**Task goal**
Can you extend the movie blog post reviewing "The Prestige," picking up right after its final sentence?

Bob and Justin's Mad Movie Blog

My name is Bob. My friend Justin and I are aspiring filmmakers and we have pretty similar tastes in movies. This will include our take on what's going on in film and television today as well as updating you on the status of our own work.

Friday, October 20, 2006

Wolverine vs. Batman!

No no, I'm not talking about a comic book fan boy's dream of a Marvel-DC crossover. I'm talking about the terrific new film from Christopher Nolan starring Hugh Jackman and Christian Bale, "The Prestige." If you've read many of my reviews you know that I often say, "The less you know about the details of this film the better. I want you to be surprised." I don't think that's ever been more true than in regards to "The Prestige."

**Records**

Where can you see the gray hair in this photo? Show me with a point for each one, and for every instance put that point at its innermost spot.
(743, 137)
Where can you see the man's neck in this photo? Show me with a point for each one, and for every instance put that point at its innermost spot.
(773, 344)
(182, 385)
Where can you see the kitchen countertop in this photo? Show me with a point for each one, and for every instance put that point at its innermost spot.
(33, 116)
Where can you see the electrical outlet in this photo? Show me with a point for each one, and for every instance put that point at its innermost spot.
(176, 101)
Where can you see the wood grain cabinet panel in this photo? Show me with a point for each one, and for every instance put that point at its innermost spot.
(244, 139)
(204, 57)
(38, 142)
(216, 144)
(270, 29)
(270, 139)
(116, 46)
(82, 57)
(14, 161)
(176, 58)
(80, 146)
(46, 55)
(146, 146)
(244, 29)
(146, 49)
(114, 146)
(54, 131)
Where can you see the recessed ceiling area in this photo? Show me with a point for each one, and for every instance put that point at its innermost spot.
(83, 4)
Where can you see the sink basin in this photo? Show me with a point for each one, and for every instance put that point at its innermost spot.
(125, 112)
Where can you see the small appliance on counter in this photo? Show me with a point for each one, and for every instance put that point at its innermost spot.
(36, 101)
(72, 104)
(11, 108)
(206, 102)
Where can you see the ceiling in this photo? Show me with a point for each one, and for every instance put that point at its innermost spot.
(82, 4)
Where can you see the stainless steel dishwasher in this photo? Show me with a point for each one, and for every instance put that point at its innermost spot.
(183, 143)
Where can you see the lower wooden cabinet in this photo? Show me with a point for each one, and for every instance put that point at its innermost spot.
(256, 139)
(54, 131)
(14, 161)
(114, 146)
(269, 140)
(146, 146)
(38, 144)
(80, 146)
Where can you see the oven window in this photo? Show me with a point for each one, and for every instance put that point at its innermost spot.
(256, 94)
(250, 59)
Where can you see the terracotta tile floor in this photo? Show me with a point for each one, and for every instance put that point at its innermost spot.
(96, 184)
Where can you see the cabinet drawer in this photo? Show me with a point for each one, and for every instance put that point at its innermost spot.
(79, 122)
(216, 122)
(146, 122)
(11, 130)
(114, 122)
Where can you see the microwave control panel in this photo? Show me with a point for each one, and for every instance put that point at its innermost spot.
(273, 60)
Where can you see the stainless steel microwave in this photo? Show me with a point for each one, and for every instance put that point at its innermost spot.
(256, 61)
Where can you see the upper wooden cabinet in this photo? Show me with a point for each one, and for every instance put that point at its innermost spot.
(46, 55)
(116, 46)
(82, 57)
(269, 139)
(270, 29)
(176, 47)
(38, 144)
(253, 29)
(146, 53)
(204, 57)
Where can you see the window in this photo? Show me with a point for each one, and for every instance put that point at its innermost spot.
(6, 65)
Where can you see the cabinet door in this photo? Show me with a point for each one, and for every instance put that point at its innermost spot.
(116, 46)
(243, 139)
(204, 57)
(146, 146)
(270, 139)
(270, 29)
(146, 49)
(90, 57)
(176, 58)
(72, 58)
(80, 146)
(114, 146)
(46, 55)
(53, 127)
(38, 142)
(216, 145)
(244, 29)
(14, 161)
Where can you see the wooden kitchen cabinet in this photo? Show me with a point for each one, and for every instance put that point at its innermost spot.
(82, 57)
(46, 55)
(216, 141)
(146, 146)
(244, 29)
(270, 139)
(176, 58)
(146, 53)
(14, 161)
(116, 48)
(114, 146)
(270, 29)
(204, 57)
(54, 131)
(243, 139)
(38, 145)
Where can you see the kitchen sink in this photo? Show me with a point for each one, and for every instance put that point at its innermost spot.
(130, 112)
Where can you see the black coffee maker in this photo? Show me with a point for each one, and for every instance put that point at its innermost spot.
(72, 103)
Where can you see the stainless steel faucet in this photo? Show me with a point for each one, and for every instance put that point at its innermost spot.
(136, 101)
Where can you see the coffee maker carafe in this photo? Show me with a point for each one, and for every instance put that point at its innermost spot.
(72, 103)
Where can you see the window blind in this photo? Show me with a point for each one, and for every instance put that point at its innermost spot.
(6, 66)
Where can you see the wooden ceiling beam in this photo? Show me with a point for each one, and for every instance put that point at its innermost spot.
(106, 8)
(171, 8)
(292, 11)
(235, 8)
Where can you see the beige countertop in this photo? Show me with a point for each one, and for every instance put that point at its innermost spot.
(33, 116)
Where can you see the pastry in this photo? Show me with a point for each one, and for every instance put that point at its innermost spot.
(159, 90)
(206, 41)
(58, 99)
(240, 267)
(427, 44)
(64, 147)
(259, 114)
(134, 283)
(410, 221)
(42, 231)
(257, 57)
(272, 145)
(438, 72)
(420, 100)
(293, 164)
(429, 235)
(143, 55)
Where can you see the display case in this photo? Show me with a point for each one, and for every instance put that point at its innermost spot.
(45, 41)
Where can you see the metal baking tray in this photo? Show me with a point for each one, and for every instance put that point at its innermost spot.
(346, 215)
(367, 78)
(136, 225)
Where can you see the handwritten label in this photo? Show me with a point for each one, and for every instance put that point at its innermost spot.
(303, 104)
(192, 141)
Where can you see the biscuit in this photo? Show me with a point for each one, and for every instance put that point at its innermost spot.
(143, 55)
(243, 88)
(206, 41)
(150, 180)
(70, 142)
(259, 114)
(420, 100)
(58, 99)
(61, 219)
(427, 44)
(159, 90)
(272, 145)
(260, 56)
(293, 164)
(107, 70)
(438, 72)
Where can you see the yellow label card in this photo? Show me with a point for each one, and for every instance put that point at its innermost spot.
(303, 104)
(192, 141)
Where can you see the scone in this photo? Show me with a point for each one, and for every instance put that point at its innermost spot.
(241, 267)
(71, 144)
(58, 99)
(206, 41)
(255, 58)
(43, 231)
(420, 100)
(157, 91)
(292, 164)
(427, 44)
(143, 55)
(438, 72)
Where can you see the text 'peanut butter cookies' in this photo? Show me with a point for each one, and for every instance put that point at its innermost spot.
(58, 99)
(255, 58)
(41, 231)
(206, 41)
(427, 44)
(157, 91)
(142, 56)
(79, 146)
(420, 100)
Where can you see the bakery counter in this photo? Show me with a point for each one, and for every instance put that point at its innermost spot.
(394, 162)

**Task answer**
Set in London in the late 19th century, Nolan's film actually bears little resemblance to Neil Burger's "The Illusionist," despite the shared time period and subject matter. Both are outstanding in their own right, but where Burger's film was at its heart a love story, Nolan's is a tale of bitter revenge between two rivals. The rivals are Rupert Angier (Wolverine) and Alfred Borden (Batman). An incident early in the film sets off the chain of events that drive the two men to destroy what the other holds dear: his rival's act. Jackman and Bale each plunge into their roles completely. I don't believe they've ever been better. Michael Caine is, well he's Michael Caine, he can't not be awesome. The man simply doesn't know how. Scarlett Johansson has a relatively small but pivotal role as Olivia, Angier's assistant. Some may find her part underwritten, but she's there as often as she needs to be for the purpose of the story. Funnily, this is the second time this year (the first being in Woody Allen's enjoyable "Scoop") that Johansson and Jackman have starred together in a film revolving around the world of magic. There is also fine work from David Bowie (yes, THE David Bowie) as Nikola Tesla, and from Andy Serkis (ya know, Gollum and as importantly, Martin Hannett in "24 Hour Party People").
This is only Nolan's fourth feature film, but his track record is as impressive as it is diverse ("Memento," "Insomnia," and "Batman Begins" being his first three). He does an outstanding job here. I don't want to give too much away, but I will say, there is something of a magician in him, both as a director and as co-writer with his brother Jonathan. The pair know how to tell a story.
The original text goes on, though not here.